» Aim:
Write out the material below again, substituting "most central" for every occurrence of "innermost" and leaving all other text unchanged.

(Records from a data source)
——
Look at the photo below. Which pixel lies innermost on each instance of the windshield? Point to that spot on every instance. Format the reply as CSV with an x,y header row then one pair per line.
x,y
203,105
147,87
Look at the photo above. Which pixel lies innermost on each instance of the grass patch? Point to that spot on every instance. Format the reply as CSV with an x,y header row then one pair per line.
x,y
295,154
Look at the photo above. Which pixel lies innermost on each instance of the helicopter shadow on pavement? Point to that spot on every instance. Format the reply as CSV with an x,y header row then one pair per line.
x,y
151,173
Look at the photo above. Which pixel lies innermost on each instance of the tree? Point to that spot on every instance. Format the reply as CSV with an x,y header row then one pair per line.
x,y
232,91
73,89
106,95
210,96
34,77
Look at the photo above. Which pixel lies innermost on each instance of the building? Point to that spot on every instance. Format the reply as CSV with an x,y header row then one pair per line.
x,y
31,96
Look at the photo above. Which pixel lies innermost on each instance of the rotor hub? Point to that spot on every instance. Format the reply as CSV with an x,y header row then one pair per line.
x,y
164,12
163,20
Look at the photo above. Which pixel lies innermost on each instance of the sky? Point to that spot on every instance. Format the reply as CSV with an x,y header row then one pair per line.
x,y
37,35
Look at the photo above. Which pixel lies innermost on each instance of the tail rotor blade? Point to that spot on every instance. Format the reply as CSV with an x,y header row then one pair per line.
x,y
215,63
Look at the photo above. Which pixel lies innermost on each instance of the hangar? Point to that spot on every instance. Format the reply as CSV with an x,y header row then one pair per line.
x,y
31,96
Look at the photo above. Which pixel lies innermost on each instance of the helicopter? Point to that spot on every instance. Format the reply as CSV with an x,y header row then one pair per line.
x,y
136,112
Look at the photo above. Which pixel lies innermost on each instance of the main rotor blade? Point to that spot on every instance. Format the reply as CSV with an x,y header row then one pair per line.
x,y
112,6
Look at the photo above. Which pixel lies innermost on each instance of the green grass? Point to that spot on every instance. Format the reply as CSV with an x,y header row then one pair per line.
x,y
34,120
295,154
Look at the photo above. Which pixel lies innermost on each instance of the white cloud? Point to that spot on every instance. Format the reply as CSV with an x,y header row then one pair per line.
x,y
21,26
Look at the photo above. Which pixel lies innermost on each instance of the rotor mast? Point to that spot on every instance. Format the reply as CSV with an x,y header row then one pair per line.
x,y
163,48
——
» Correct answer:
Look at the photo below. Which pixel lies most central on each instance of the windshield? Point to that spot on every instance. Format the reply as CSV with an x,y header row then one pair per line.
x,y
203,105
147,87
Look at the photo above. Which pixel lies most central on each instance of the grass patch? Point to that spot on every instance. Format the reply as CSV with an x,y header row then one pair per line.
x,y
295,154
Look at the photo above. Which pixel lies most central on each instance of the helicopter shadow on pavement? Point to that spot on every instance. Format the reply as CSV with an x,y header row then one pair per line.
x,y
151,173
Look at the photo above. Which pixel lies most central on each instance of the tree? Point to that spot on every instance. Format the reply as CSV with an x,y header row then one pair per line.
x,y
232,91
73,89
106,95
210,96
34,77
Look at the photo above. Which pixel lies most central on each instance of the building? Point to that spot on every instance. Format the reply as CSV with an x,y header row then one pair per line.
x,y
31,96
Look at the photo above. Which pixel lies most central on each instance of the rotor hub? Point to that spot on every instance. Format the reply as CSV with an x,y header row then one pair per line.
x,y
164,12
163,20
Look at the photo above. Which pixel lies most central on each instance of the sky? Point to that spot on every instance. Format the reply as CSV with an x,y header row then one pair per line.
x,y
37,35
Look at the photo above. Which pixel lies most central on each instance of the tail rotor blade? Point to that spot on every instance. Format the reply as CSV with an x,y header row then one pair per line.
x,y
215,63
Look at the photo above. Which pixel lies most central on each instance of the hangar? Point to that spot on every instance. Format the reply as CSV with an x,y header row then one pair per line.
x,y
31,96
Look at the photo above. Which pixel lies most central on each instance of the helicopter? Point to that spot on every instance. Format the reply as CSV with an x,y header row then one pair per line.
x,y
136,112
Look at the photo above. Which pixel lies most central on each instance of the main rotor blade? Point to that spot on every instance. Format the reply as CSV with an x,y header row then one pair per line.
x,y
112,6
Look at the photo above. Which pixel lies most central on each instance of the green grass? Point to that spot on every instance. Format the reply as CSV with an x,y header row then one pair per line.
x,y
34,120
295,154
Look at the photo above. Which pixel lies most central on each instance of the white cloud? Point to that spot on every instance. Format the reply as CSV with an x,y header row then one pair per line.
x,y
21,26
Look at the photo above. Which pixel lies most central on each instance of the rotor mast? Point to that spot on every instance. Format the reply as CSV with an x,y header row then one pair per line.
x,y
163,48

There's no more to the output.